Page excerpt
════

Thread

  1. Re: Improve docs for n_distinct_inherited

    David G. Johnston <david.g.johnston@gmail.com> — 2025-10-13T01:27:48Z

    On Sun, Oct 12, 2025 at 7:42 PM David Rowley <dgrowleyml@gmail.com> wrote:
    
    > Just picking this one up again. I forgot to come back to this after
    > PGConf.dev.
    >
    > On Fri, 9 May 2025 at 02:50, David G. Johnston
    > <david.g.johnston@gmail.com> wrote:
    > > I was missing this key piece of knowledge which invalidated my entire
    > attempt.
    > >
    > > Here's an attempt at shortening this now that I understand the mechanics
    > better.
    > >
    > >       Separate options exist because an inheritance parent table has two
    > >       different sets of statistics: one considering only itself and one
    > which
    > >       also includes its children
    > (<literal>n_distinct_inherited</literal>).
    > >       Partitioned tables, which only have rows in the children, likewise
    > uses
    > >       the inherited option while everyone else uses
    > <literal>n_distinct</literal>.

════

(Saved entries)
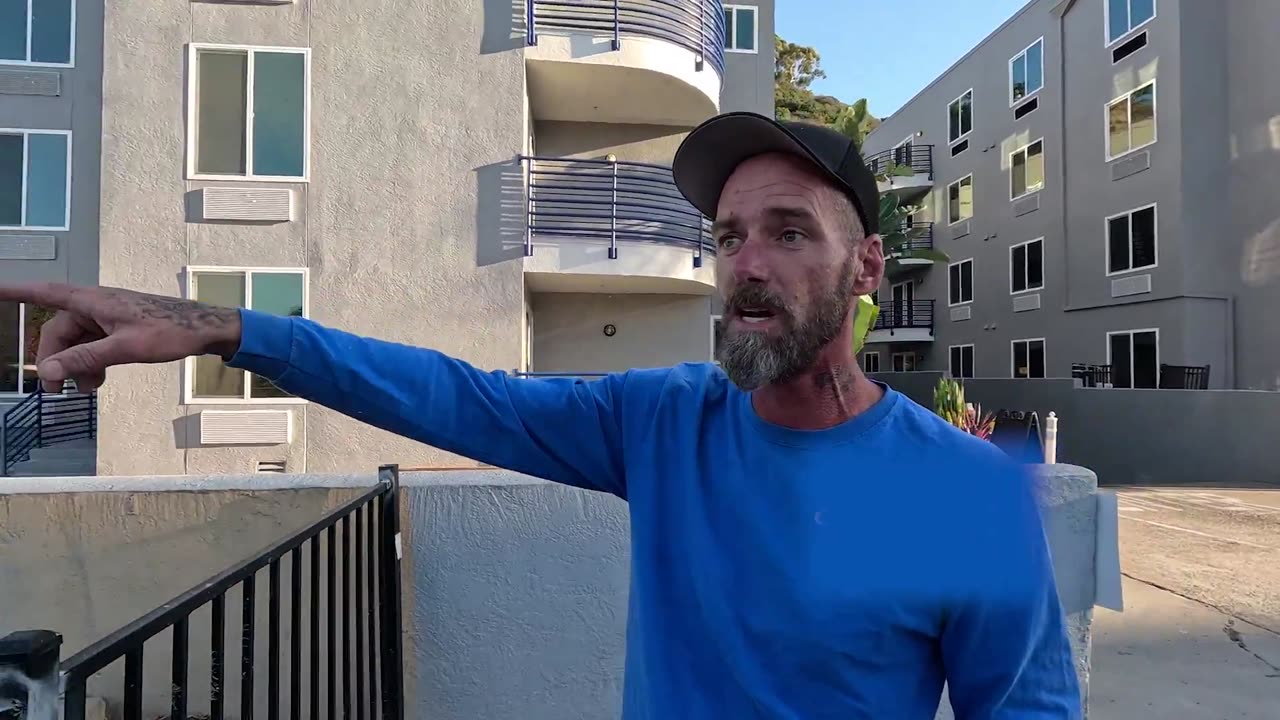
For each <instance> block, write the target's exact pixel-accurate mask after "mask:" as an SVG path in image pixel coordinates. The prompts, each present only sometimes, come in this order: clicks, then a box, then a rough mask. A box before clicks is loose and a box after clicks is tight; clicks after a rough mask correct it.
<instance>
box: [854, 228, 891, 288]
mask: <svg viewBox="0 0 1280 720" xmlns="http://www.w3.org/2000/svg"><path fill="white" fill-rule="evenodd" d="M858 245H859V250H858V251H859V252H860V254H861V263H859V264H858V274H856V275H854V295H870V293H873V292H876V291H877V290H878V288H879V283H881V281H882V279H883V278H884V242H883V241H881V237H879V236H878V234H869V236H867V237H865V238H864V240H863V241H861V242H859V243H858Z"/></svg>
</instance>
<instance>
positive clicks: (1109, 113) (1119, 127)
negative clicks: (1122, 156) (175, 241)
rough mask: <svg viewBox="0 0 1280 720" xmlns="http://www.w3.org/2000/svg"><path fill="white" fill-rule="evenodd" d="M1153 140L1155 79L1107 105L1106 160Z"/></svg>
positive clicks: (1111, 159)
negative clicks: (1106, 151) (1132, 91)
mask: <svg viewBox="0 0 1280 720" xmlns="http://www.w3.org/2000/svg"><path fill="white" fill-rule="evenodd" d="M1153 142H1156V81H1151V82H1148V83H1147V85H1144V86H1142V87H1139V88H1138V90H1134V91H1133V92H1129V94H1126V95H1121V96H1120V97H1117V99H1115V100H1112V101H1111V102H1110V104H1107V160H1114V159H1116V158H1119V156H1121V155H1124V154H1126V152H1133V151H1134V150H1140V149H1143V147H1146V146H1148V145H1152V143H1153Z"/></svg>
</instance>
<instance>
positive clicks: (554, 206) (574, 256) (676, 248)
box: [522, 156, 716, 295]
mask: <svg viewBox="0 0 1280 720" xmlns="http://www.w3.org/2000/svg"><path fill="white" fill-rule="evenodd" d="M522 161H524V165H525V184H526V188H527V191H526V202H527V206H526V213H527V223H526V232H525V256H526V258H525V273H526V275H527V279H529V283H530V287H531V290H534V291H540V292H658V293H678V295H709V293H710V292H712V291H713V290H714V287H716V277H714V275H716V273H714V266H713V265H714V263H713V260H714V256H716V255H714V254H716V246H714V243H713V242H712V238H710V222H709V220H707V219H705V218H703V215H701V213H699V211H698V210H695V209H694V206H692V205H690V204H689V201H686V200H685V197H684V196H682V195H680V191H678V190H676V183H675V181H673V179H672V177H671V168H667V167H664V165H653V164H649V163H625V161H617V160H576V159H566V158H532V156H526V158H522Z"/></svg>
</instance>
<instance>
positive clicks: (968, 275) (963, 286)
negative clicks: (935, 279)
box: [947, 258, 973, 305]
mask: <svg viewBox="0 0 1280 720" xmlns="http://www.w3.org/2000/svg"><path fill="white" fill-rule="evenodd" d="M947 291H948V293H950V297H948V302H950V304H951V305H964V304H965V302H973V259H972V258H970V259H969V260H960V261H959V263H952V264H951V265H950V266H948V268H947Z"/></svg>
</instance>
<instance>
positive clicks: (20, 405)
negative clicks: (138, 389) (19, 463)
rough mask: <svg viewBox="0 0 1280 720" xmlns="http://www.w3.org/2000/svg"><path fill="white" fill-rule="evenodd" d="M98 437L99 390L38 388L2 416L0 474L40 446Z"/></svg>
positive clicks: (29, 456)
mask: <svg viewBox="0 0 1280 720" xmlns="http://www.w3.org/2000/svg"><path fill="white" fill-rule="evenodd" d="M96 436H97V393H93V392H87V393H46V392H45V391H44V389H42V388H38V387H37V388H36V391H35V392H32V393H31V395H28V396H27V397H24V398H22V400H20V401H19V402H18V404H17V405H14V406H13V407H10V409H8V410H5V413H4V416H3V419H0V447H3V454H0V455H3V457H4V460H3V462H4V465H3V471H0V474H3V475H8V474H9V471H10V470H13V466H14V465H17V464H18V462H22V461H24V460H28V459H29V457H31V451H32V450H35V448H37V447H47V446H50V445H56V443H59V442H68V441H73V439H81V438H93V437H96Z"/></svg>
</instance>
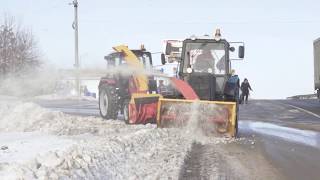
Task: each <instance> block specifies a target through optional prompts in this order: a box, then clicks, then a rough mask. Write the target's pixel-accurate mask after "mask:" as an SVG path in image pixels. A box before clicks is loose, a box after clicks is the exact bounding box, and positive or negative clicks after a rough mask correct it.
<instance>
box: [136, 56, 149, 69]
mask: <svg viewBox="0 0 320 180" xmlns="http://www.w3.org/2000/svg"><path fill="white" fill-rule="evenodd" d="M137 57H138V58H139V60H140V63H142V64H143V65H144V68H145V69H151V67H152V64H151V58H150V56H149V55H148V54H147V53H143V54H141V55H140V56H139V55H137Z"/></svg>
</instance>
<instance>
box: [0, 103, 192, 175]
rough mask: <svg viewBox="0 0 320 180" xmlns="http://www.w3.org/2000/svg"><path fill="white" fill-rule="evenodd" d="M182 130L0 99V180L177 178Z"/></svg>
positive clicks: (182, 131) (191, 139)
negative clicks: (181, 130)
mask: <svg viewBox="0 0 320 180" xmlns="http://www.w3.org/2000/svg"><path fill="white" fill-rule="evenodd" d="M183 134H184V132H183V131H180V130H178V129H159V128H156V126H155V125H126V124H124V123H123V122H122V121H113V120H109V121H105V120H102V119H100V118H96V117H78V116H71V115H66V114H63V113H61V112H54V111H49V110H47V109H44V108H41V107H40V106H38V105H36V104H33V103H28V102H20V101H15V100H10V101H1V102H0V137H1V138H0V147H3V148H2V149H0V179H23V178H24V179H35V178H39V179H59V178H66V179H177V178H178V175H179V171H180V167H181V166H182V164H183V161H184V157H185V155H186V153H187V151H188V150H189V148H190V147H191V143H192V142H191V141H192V139H190V138H188V137H186V136H184V135H183Z"/></svg>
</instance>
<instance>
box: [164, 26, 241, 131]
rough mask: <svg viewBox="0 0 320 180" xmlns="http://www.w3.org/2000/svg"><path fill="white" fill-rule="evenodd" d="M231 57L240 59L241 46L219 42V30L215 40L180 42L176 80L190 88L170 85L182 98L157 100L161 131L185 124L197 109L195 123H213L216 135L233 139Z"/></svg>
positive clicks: (233, 107) (238, 87) (217, 31)
mask: <svg viewBox="0 0 320 180" xmlns="http://www.w3.org/2000/svg"><path fill="white" fill-rule="evenodd" d="M234 45H238V48H237V49H236V48H235V47H234ZM170 48H171V45H170V43H169V44H167V46H166V52H170ZM236 52H238V53H236ZM230 54H232V55H234V54H237V56H238V57H237V58H236V59H243V58H244V43H242V42H236V43H230V42H228V41H227V40H225V39H222V38H221V34H220V30H219V29H218V30H217V31H216V33H215V36H214V38H210V37H208V36H204V37H200V38H197V37H195V36H192V37H191V38H188V39H185V40H184V41H183V43H182V50H181V58H180V59H178V70H177V72H176V76H177V77H178V79H179V81H180V82H184V83H186V84H187V85H188V86H189V87H186V86H185V85H183V84H181V83H179V82H177V83H173V84H174V86H175V87H176V89H179V88H180V90H179V91H180V92H181V94H182V95H181V94H180V95H179V94H178V95H177V96H176V97H175V98H172V97H170V98H166V97H164V99H162V100H160V105H159V106H160V115H159V116H160V117H159V118H158V125H159V126H160V127H168V126H173V125H176V124H179V125H181V124H183V123H186V122H185V121H186V119H190V117H191V116H193V115H194V114H193V115H192V114H190V112H191V111H193V110H194V109H195V108H196V109H197V112H196V113H197V114H196V119H197V121H198V122H199V123H200V121H205V122H204V123H203V122H202V126H205V127H208V124H210V123H214V124H215V125H214V126H215V128H214V129H215V130H218V132H220V133H227V134H230V135H231V136H236V134H237V131H238V104H239V84H240V82H239V81H240V80H239V78H238V76H237V75H234V70H232V69H231V60H232V59H231V57H230ZM165 57H166V56H165V54H162V55H161V61H162V64H166V63H167V62H166V58H165ZM174 81H176V80H174ZM183 86H185V87H183ZM181 87H183V88H181ZM195 99H196V100H195ZM195 102H197V103H195ZM192 104H193V105H192ZM194 104H197V105H194Z"/></svg>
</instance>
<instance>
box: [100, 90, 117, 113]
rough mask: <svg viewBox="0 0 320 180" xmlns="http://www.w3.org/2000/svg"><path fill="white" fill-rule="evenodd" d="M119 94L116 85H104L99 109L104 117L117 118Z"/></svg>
mask: <svg viewBox="0 0 320 180" xmlns="http://www.w3.org/2000/svg"><path fill="white" fill-rule="evenodd" d="M116 98H117V96H116V92H115V88H114V87H110V86H106V85H104V86H102V87H101V88H100V91H99V110H100V115H101V116H102V117H103V118H104V119H116V118H117V115H118V105H117V99H116Z"/></svg>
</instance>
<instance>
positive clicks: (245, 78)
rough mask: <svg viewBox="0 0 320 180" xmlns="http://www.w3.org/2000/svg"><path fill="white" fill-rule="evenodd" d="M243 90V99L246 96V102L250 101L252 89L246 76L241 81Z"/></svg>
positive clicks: (241, 98) (241, 90)
mask: <svg viewBox="0 0 320 180" xmlns="http://www.w3.org/2000/svg"><path fill="white" fill-rule="evenodd" d="M240 88H241V91H242V95H241V100H242V101H243V100H244V97H245V103H246V104H247V103H248V96H249V90H250V91H252V89H251V86H250V84H249V81H248V79H247V78H244V80H243V82H242V83H241V87H240Z"/></svg>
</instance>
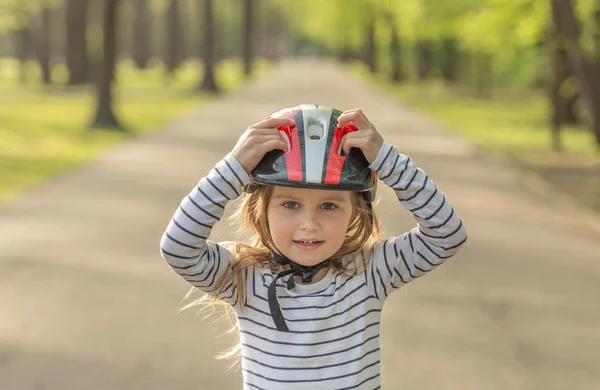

════

Work order A
In the thread excerpt, what event does David Rowley say he forgot to come back to this topic after?
Work order B
List every date that appears in the thread excerpt.
None of the saved entries data is required here.

Answer box A
PGConf.dev

Answer box B
- 2025-10-13 (2025-10-13T01:27:48Z)
- Sun, Oct 12, 2025
- Fri, 9 May 2025